EXERCISE PROMPT
Reproduce nothing but the lines from the one containing "of the clearing" to the end of the records below, each exactly as written.

EXCERPTED DATA
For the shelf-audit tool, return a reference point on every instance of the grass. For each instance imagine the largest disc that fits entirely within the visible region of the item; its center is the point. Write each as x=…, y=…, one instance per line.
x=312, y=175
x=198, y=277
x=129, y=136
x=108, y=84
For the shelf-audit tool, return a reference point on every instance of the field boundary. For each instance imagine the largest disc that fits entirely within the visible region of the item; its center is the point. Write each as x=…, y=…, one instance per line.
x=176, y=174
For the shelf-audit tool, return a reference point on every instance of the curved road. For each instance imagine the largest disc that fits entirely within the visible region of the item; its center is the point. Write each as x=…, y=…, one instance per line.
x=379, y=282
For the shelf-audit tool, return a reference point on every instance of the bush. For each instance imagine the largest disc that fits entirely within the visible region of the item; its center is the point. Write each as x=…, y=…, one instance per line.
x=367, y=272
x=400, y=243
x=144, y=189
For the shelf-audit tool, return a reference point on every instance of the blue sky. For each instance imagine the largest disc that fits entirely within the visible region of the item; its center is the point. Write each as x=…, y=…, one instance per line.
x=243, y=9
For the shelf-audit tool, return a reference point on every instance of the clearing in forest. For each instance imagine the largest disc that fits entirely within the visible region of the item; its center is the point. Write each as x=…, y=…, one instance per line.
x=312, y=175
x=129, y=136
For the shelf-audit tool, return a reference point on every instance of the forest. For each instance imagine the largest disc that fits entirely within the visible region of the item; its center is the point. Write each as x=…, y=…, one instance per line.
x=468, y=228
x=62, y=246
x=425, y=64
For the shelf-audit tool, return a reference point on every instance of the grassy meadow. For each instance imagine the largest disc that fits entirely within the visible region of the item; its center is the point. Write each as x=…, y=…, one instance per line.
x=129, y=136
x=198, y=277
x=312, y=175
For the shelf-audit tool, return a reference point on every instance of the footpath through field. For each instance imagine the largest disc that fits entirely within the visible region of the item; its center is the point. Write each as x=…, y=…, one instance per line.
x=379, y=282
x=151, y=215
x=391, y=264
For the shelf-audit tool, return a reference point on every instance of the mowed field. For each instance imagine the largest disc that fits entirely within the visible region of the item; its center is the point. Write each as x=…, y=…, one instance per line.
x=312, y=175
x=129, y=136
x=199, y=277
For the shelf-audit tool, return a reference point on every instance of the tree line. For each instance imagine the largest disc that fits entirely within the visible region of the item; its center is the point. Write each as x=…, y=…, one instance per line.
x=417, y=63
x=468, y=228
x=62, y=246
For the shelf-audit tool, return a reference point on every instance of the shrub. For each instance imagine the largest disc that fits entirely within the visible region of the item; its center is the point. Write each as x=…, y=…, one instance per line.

ANSWER AREA
For the shelf-audit tool, return a reference point on every instance of the clearing in forest. For each instance imagine the largest disc that fits entirely within the visible region of the item; its center is the point. Write each as x=…, y=…, one instance per line.
x=312, y=175
x=129, y=136
For the shelf-audit tool, return a reference point on every instance of the forest. For each instance imagine the largest disc that fits entirely within the visible region of the item; its center is the point. Write each as x=…, y=…, one instance per line.
x=468, y=228
x=62, y=246
x=425, y=64
For the shelf-audit tool, return a reference point on every instance of the grassy meadow. For each instance imagine the largest disc that fits entirely within the visible region of the item; its center is the point. Write each as x=…, y=…, one instance per line.
x=129, y=136
x=198, y=277
x=312, y=175
For the shelf-audit tool, return a reference point on every instance of the footpath through field. For each instance imagine the largest disc that fits entirely within the visible region of the item; its center is the point. Write each as x=…, y=…, one instance per line.
x=379, y=282
x=151, y=215
x=391, y=264
For the shelf-audit tool, return a reference point on every instance of the mowed field. For each instance imagine the largest disc that fits entirely within the visible region of the item; its center is the point. Write each as x=…, y=…, one instance per line.
x=312, y=175
x=129, y=136
x=199, y=277
For the shelf-audit tool, return a reference point on every instance of the tree line. For each instance imagine the largest disc that fits entirely within the visible region of the item; its center is the point. Write each as x=…, y=…, one instance per line.
x=417, y=63
x=468, y=228
x=62, y=246
For the shelf-audit tool, return a reference point on every instance of the shrub. For each instance imagine the largest disc that fits entirely within the visible region of the item; its center is the point. Write each as x=…, y=…, one instance per line.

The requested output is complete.